» PROBLEMS TO WORK ON
A - According to the medication-mention abstract, what F-score did the proposed method achieve on the test set?
B - Carry on writing the medication-mention abstract from the point at which it stops.

» PROVIDED TEXT
Natural language processing for automated annotation of medication mentions in primary care visit conversations

JAMIA Open. 2021 Aug 19;4(3):ooab071. doi: 10.1093/jamiaopen/ooab071. eCollection 2021 Jul.

Abstract

Objectives: The objective of this study is to build and evaluate a natural language processing approach to identify medication mentions in primary care visit conversations between patients and physicians.

Materials and methods: Eight clinicians contributed to a data set of 85 clinic visit transcripts, and 10 transcripts were randomly selected from this data set as a development set. Our approach utilizes Apache cTAKES and Unified Medical Language System controlled vocabulary to generate a list of medication candidates in the transcribed text and then performs multiple customized filters to exclude common false positives from this list while including some additional common mentions of the supplements and immunizations.

Results: Sixty-five transcripts with 1121 medication mentions were randomly selected as an evaluation set. Our proposed method achieved an F-score of 85.0% for identifying the medication mentions in the test set, significantly outperforming existing medication information extraction systems for medical records with F-scores ranging from 42.9% to 68.9% on the same test set.

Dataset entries
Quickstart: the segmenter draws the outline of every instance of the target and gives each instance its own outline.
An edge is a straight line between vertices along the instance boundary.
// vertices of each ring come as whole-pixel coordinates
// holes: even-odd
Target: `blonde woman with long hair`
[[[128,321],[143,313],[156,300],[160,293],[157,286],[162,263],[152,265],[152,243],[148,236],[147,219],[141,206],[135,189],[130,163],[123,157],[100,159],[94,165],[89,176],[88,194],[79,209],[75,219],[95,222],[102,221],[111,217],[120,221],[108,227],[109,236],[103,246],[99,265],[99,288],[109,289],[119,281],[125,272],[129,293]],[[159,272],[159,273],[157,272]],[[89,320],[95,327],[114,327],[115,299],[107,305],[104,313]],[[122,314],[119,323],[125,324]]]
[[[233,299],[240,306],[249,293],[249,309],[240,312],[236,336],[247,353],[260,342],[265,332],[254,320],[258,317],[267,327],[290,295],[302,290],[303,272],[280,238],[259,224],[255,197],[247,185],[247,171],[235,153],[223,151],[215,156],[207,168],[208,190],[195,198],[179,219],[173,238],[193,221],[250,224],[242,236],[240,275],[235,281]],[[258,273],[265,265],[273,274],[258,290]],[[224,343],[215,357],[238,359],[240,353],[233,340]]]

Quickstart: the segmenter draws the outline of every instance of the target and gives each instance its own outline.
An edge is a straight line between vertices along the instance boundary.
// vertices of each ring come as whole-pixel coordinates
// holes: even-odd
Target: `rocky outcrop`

...

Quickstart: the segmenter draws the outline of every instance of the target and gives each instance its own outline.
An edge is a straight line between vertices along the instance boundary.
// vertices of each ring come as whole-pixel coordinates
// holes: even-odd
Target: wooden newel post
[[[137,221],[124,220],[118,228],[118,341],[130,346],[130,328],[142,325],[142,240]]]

» YOUR WRITTEN ANSWERS
A - 85.0%

B -
Discussion: Our medication information extraction approach for primary care visit conversations showed promising results, extracting about 27% more medication mentions from our evaluation set while eliminating many false positives in comparison to existing baseline systems. We made our approach publicly available on the web as an open-source software.

Conclusion: Integration of our annotation system with clinical recording applications has the potential to improve patients' understanding and recall of key information from their clinic visits, and, in turn, to positively impact health outcomes.

Keywords: clinic visit recording; medication information extraction; natural language processing.